* [Instructions for the task]:
Please output the listing as a two-column CSV with the header input,output, starting with the line that contains "Exercise. Locate the clear" and going on through the end of the listing. Make one row per entry, placing its text and its answer each in a single quoted field with line breaks replaced by spaces.

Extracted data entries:

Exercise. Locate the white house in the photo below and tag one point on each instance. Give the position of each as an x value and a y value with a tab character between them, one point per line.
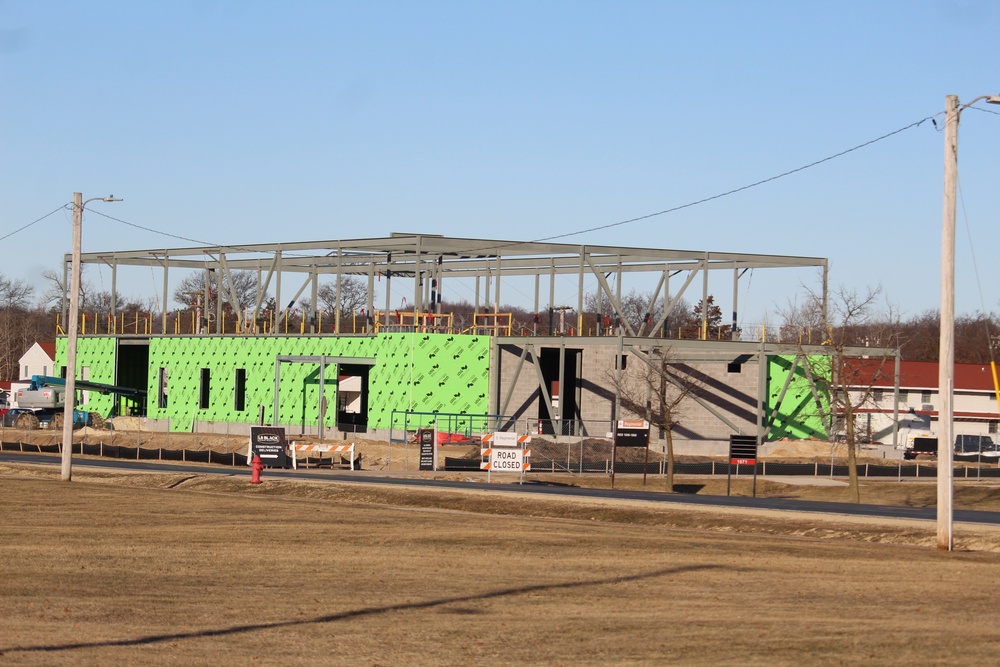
975	407
40	359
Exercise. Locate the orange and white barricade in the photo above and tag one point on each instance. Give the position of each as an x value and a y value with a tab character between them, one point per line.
296	448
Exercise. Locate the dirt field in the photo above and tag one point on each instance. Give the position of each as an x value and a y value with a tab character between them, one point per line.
178	569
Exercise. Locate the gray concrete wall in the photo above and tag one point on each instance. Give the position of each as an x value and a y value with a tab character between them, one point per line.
733	395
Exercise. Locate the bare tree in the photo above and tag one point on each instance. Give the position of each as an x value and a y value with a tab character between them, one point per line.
844	384
641	311
15	293
57	290
353	295
244	287
656	389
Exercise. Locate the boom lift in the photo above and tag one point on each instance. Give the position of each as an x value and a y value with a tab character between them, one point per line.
41	404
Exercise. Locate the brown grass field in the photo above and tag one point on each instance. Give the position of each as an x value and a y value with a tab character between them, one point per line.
195	570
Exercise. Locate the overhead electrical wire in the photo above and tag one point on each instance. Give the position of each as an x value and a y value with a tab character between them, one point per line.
21	229
611	225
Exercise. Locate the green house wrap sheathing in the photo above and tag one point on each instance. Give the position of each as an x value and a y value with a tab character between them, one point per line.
797	417
95	361
412	371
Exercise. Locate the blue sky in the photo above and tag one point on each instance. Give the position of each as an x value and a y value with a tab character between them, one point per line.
257	122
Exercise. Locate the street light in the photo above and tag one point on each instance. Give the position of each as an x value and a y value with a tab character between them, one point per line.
946	356
69	400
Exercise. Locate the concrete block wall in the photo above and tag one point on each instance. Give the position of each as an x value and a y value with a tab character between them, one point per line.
731	394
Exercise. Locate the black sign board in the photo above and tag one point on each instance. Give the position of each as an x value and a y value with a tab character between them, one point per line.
632	433
743	450
268	442
425	437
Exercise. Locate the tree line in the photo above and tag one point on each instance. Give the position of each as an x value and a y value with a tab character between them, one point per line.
28	315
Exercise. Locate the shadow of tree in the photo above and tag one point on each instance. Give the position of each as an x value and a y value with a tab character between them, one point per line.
361	613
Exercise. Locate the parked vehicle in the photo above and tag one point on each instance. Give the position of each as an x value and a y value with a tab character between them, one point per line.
916	443
976	444
41	404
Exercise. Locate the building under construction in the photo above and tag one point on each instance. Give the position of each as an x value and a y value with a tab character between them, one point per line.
236	360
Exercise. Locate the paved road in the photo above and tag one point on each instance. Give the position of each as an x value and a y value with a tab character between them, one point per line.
536	488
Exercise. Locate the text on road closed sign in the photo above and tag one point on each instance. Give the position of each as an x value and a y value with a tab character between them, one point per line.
510	460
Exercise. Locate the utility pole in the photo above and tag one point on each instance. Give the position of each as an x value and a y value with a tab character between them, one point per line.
72	332
946	356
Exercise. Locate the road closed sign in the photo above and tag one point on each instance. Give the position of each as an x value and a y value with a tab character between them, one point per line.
507	460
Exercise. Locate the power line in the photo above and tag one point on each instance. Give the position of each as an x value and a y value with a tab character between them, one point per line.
619	223
21	229
739	189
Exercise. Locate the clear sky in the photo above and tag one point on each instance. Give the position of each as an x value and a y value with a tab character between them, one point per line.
249	121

* [Completed task]:
input,output
"Exercise. Locate the clear sky in the photo above and tag one point on each instance. Give the position of each as an x value and a y value with a tab character between them, one point per line.","249	121"